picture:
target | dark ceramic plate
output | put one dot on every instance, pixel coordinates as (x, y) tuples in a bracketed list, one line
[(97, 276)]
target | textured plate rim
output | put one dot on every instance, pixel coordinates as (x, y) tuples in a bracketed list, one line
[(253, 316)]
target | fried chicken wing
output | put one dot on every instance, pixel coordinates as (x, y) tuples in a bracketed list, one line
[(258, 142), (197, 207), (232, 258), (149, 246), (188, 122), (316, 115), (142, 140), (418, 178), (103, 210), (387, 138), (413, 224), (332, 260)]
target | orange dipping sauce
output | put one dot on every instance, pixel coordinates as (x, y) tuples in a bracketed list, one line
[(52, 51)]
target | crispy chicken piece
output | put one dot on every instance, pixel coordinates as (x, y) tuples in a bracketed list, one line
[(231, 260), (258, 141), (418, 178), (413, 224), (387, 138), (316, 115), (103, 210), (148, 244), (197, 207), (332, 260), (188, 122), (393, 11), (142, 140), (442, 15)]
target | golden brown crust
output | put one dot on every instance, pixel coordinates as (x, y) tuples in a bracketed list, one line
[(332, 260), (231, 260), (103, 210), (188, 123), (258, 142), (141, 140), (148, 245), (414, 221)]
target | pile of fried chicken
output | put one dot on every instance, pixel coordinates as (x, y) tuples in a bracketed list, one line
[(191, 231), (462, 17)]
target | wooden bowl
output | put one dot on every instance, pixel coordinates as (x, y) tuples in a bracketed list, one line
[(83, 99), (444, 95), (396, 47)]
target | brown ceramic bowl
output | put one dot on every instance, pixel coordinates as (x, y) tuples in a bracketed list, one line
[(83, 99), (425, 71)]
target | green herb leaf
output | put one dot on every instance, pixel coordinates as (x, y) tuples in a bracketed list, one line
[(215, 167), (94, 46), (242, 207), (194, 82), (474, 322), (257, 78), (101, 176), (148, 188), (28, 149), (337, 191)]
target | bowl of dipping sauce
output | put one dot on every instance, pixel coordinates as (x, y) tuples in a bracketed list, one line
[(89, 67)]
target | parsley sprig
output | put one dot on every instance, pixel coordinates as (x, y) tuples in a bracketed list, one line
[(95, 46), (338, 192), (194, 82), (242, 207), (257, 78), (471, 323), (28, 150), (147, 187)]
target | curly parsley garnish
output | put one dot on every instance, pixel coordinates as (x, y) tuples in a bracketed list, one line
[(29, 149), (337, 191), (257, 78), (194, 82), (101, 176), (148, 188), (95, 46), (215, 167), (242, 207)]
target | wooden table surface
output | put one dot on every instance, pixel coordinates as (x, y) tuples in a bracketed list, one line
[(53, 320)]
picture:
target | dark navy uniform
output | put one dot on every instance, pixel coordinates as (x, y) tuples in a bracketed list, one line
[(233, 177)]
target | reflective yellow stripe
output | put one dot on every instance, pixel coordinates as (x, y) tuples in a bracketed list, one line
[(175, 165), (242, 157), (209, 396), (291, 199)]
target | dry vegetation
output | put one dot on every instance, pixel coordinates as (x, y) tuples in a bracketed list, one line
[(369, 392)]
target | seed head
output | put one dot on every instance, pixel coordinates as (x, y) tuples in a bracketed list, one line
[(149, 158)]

- Exercise directions
The records are to be retyped exactly. No line may be skipped.

- Output for this exercise
picture:
target | dark ceramic plate
output | put one dot on every instance, pixel coordinates as (x, y) tuples in a bracketed list, one line
[(97, 276)]
target | textured plate rim
output | put one dot on every instance, pixel coordinates as (x, y) tuples in a bracketed list, one line
[(253, 316)]
target | fried chicken wing
output | put one dot on every instance, pixel coordinates as (x, y) tuples in a bracketed list, one line
[(258, 142), (197, 207), (232, 258), (149, 246), (188, 122), (316, 115), (142, 140), (418, 178), (103, 210), (387, 138), (413, 224), (332, 260)]
target | orange dipping sauce
output | put one dot on every instance, pixel coordinates as (x, y) tuples in a bracketed list, one line
[(52, 51)]
target | crispy chicken piece
output | put one dot on every instance, pixel coordinates as (x, y) tuples in a bracketed list, one line
[(231, 260), (258, 141), (418, 178), (413, 224), (387, 138), (316, 115), (103, 210), (148, 244), (197, 207), (332, 260), (188, 122), (393, 11), (142, 140), (442, 15)]
target | golden brown crust
output | put one dot on every instance, pixel coordinates as (x, y) tuples in a bracketed list, one line
[(332, 260), (231, 260), (103, 210), (188, 123), (258, 142), (141, 140), (148, 245), (414, 221)]
target | pile of fried chicken
output | put one dot on every instance, pixel coordinates as (x, y) tuples in a bracketed list, one line
[(191, 231), (462, 17)]
target | wooden bowl
output | put one dot on every instance, pixel coordinates as (x, y) tuples in a bracketed list, one line
[(83, 99), (444, 95), (396, 47)]
target | brown ceramic bowl
output | put one dot on every instance, pixel coordinates as (x, y) tuples in a bracketed list, one line
[(83, 99), (425, 71)]
target | green herb leaf
output | put one dot on every instance, pixel coordinates as (x, y) tuples in a bracketed list, one line
[(215, 167), (94, 46), (242, 207), (194, 82), (474, 322), (257, 78), (101, 176), (148, 188), (28, 149), (337, 191)]
target | bowl of dipping sauce
output | put one dot on every instance, pixel coordinates as (x, y) tuples in a bracketed list, one line
[(89, 67)]
target | parsley sprig
output | put one dot on every instance, pixel coordinates as (x, y) tuples in a bracketed list, one line
[(95, 46), (338, 192), (194, 82), (242, 207), (257, 78), (471, 323), (28, 150), (147, 187)]
target | curly parsley garnish
output | put one dot on every instance, pixel coordinates as (x, y) tuples in a bracketed list, one line
[(29, 149), (337, 191), (257, 78), (194, 82), (101, 176), (148, 188), (95, 46), (215, 167), (242, 207)]
target | wooden table surface
output | put one dot on every instance, pixel coordinates as (x, y) tuples in a bracketed list, one line
[(53, 320)]
picture:
target | dark navy uniform
output | put one dot on every instance, pixel coordinates as (x, y) tuples in a bracketed list, one line
[(233, 177)]
target | reflective yellow stripe
output | put one dot on every instance, pixel coordinates as (x, y) tuples in a bracketed list, one line
[(175, 165), (242, 157), (209, 396), (291, 199)]
target | dry vegetation
output | put one dot on every instance, pixel coordinates as (x, y) tuples in a bracketed list, one line
[(369, 392)]
target | seed head
output | put one dot on every instance, pixel coordinates as (x, y) tuples in a bracketed list, one line
[(149, 158)]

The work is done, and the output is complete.